■ Data section:
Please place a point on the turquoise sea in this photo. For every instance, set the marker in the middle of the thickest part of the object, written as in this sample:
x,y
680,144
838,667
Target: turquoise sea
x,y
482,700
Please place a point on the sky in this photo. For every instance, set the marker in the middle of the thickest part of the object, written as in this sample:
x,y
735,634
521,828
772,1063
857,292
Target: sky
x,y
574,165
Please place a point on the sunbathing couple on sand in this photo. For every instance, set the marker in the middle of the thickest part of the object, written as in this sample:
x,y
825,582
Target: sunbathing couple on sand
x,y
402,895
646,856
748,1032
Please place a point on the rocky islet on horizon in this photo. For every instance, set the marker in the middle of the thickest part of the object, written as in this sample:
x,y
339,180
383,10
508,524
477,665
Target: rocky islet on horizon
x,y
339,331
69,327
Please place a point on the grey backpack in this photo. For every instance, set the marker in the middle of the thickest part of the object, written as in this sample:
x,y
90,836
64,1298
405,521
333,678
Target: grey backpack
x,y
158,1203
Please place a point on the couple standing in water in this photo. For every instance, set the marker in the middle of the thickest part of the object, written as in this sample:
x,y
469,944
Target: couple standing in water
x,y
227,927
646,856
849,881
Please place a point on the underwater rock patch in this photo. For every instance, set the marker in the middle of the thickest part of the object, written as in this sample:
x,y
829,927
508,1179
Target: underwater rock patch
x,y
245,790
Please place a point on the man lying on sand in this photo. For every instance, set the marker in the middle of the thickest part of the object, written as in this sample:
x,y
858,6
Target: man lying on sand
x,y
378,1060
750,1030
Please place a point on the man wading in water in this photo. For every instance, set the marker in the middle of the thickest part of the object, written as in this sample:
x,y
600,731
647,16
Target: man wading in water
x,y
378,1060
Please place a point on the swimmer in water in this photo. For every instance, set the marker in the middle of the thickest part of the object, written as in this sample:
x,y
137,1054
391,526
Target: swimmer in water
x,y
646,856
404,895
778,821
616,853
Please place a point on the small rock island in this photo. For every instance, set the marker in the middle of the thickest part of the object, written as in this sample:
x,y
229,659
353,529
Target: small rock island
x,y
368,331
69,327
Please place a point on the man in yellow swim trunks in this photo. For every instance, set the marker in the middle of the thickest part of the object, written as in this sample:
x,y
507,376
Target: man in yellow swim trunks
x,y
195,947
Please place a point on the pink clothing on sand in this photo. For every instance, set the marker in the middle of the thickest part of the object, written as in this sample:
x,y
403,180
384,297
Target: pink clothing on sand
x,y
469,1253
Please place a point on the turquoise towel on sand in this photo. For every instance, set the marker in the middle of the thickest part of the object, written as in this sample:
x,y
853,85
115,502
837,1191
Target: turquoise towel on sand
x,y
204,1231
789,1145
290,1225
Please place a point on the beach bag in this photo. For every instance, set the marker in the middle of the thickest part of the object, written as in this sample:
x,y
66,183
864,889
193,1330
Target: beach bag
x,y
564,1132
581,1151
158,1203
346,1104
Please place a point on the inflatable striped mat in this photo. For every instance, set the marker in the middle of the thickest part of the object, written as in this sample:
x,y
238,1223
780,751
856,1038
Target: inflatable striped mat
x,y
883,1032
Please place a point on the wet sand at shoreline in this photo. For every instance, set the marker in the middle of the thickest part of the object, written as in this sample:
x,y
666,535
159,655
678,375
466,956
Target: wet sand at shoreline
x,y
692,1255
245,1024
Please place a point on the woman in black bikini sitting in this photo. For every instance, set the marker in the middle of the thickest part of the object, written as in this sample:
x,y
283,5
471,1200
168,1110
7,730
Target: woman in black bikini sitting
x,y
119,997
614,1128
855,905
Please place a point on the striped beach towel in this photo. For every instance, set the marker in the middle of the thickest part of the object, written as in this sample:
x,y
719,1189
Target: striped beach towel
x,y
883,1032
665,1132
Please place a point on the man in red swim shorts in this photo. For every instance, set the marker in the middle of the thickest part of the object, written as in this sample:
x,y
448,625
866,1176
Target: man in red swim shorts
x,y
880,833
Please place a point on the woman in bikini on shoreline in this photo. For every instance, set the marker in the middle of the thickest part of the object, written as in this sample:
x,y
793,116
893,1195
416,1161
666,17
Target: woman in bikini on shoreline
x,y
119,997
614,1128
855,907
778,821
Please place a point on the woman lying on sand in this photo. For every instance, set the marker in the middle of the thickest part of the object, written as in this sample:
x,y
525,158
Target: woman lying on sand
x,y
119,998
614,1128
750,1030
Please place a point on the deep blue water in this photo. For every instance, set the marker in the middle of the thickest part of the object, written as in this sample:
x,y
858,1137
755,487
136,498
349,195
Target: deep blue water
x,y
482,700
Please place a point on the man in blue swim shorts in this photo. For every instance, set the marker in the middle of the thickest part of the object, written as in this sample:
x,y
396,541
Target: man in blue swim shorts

■ To be done: Your answer should consist only of the lines from the one with "Please place a point on the woman in bikini" through the end of the data above, reproduced exactly.

■ Response:
Please place a point on the woman in bikini on shoreline in this photo. For every instance, set the marker in the middle of the thickest part of the object, written as in this sample:
x,y
793,116
893,1195
416,1161
666,17
Target: woman in bikini on shoreline
x,y
119,997
614,1128
855,907
778,821
Please place a point on the woman lying on sand in this photo. For every instance, set the marker in the middle of the thickest part of the object, written as in this sample:
x,y
525,158
Target: woman lying on sand
x,y
119,998
614,1128
750,1030
Please place a point on the deep blue water in this photo. For every instance, set the marker in the middle of the thickest part of the object, written as in this sample:
x,y
858,1137
755,487
136,498
349,195
Target: deep blue water
x,y
482,700
Please place a point on the man in blue swim shorts in this photo. For every instance, set the marker in the middle of the thickest part of the object, written as in this sample:
x,y
396,541
Target: man in blue swim shorts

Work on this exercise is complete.